• Problem description: Report every line of the records that contains the string "dark", copying each one in full. Case counts.
•••••
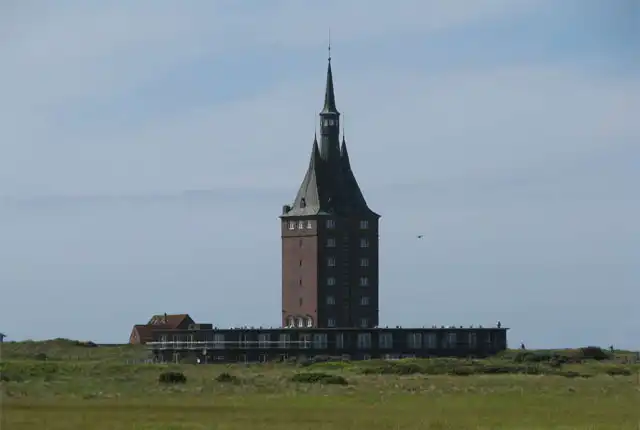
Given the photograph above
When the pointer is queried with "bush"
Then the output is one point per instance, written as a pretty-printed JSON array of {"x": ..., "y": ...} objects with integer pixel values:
[
  {"x": 172, "y": 378},
  {"x": 619, "y": 371},
  {"x": 226, "y": 377},
  {"x": 319, "y": 378}
]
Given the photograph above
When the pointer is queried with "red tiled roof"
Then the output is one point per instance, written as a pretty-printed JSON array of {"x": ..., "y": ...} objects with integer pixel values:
[{"x": 171, "y": 321}]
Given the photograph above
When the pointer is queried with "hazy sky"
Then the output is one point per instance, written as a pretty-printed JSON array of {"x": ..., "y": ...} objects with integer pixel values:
[{"x": 505, "y": 131}]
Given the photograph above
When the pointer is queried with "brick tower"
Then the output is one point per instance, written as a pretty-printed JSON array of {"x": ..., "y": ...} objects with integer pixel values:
[{"x": 329, "y": 238}]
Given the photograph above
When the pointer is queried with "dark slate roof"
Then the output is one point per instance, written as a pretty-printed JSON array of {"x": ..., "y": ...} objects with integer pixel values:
[{"x": 329, "y": 93}]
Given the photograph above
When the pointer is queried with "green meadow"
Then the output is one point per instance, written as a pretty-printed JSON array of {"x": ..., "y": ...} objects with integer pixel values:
[{"x": 68, "y": 385}]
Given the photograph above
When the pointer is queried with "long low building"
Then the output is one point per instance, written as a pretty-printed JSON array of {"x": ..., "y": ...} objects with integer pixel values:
[{"x": 207, "y": 344}]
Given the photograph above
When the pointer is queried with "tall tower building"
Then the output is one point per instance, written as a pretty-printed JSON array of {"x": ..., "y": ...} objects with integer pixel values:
[{"x": 329, "y": 238}]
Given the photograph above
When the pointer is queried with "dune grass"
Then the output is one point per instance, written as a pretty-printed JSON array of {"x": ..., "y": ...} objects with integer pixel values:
[{"x": 80, "y": 389}]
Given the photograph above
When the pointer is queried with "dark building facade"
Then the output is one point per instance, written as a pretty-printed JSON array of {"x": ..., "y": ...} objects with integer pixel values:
[
  {"x": 329, "y": 238},
  {"x": 211, "y": 345}
]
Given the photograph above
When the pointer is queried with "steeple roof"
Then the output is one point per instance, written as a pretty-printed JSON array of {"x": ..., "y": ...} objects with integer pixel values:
[
  {"x": 329, "y": 186},
  {"x": 329, "y": 93}
]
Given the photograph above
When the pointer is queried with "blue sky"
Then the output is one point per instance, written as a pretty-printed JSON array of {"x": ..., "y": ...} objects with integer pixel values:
[{"x": 504, "y": 131}]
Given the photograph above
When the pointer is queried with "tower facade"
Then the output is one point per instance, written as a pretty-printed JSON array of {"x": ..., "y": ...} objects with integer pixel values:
[{"x": 329, "y": 238}]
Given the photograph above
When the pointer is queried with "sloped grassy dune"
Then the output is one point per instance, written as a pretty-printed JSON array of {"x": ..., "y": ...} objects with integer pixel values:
[{"x": 71, "y": 385}]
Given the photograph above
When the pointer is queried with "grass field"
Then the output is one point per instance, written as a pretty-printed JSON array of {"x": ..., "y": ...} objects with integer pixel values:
[{"x": 85, "y": 388}]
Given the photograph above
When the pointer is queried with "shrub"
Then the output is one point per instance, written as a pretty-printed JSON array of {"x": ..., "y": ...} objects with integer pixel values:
[
  {"x": 172, "y": 378},
  {"x": 319, "y": 378},
  {"x": 226, "y": 377},
  {"x": 593, "y": 353},
  {"x": 618, "y": 371}
]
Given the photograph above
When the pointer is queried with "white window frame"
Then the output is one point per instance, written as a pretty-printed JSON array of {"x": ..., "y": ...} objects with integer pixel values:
[
  {"x": 430, "y": 340},
  {"x": 385, "y": 340},
  {"x": 339, "y": 340},
  {"x": 414, "y": 340},
  {"x": 284, "y": 340},
  {"x": 320, "y": 341}
]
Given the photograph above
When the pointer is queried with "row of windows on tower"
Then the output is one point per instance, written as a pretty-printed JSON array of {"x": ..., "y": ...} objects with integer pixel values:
[
  {"x": 330, "y": 224},
  {"x": 331, "y": 262},
  {"x": 364, "y": 281},
  {"x": 364, "y": 301}
]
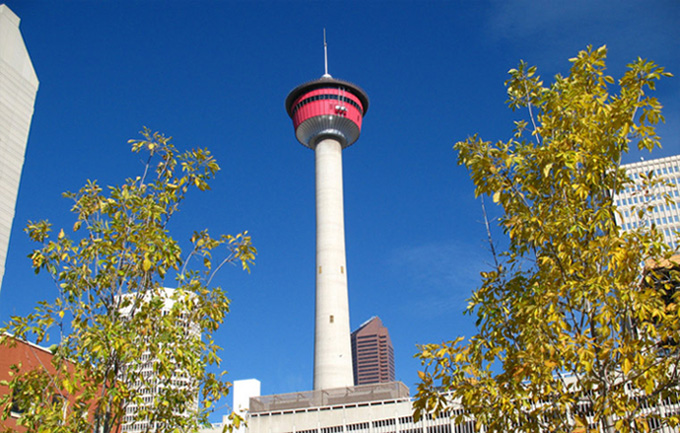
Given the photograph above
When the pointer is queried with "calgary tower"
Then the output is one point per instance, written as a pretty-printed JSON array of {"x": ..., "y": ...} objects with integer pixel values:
[{"x": 327, "y": 115}]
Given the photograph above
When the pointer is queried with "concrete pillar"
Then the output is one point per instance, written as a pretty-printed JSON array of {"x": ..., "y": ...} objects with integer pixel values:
[{"x": 332, "y": 347}]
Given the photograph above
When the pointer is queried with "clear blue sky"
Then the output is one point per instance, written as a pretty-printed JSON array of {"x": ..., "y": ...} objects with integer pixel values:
[{"x": 216, "y": 73}]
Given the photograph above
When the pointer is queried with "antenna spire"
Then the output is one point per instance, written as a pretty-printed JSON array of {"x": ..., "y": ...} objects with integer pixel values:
[{"x": 325, "y": 56}]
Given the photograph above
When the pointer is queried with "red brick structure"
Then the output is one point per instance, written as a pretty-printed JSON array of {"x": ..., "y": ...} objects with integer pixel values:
[
  {"x": 31, "y": 357},
  {"x": 372, "y": 353}
]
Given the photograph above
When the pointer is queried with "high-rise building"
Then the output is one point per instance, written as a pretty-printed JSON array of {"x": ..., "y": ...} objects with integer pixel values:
[
  {"x": 372, "y": 353},
  {"x": 18, "y": 87},
  {"x": 327, "y": 114},
  {"x": 149, "y": 388},
  {"x": 666, "y": 216}
]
•••••
• Correct answer:
When the pointer is queried with "dark slate roof"
When the pointer is queried with "dark building facade"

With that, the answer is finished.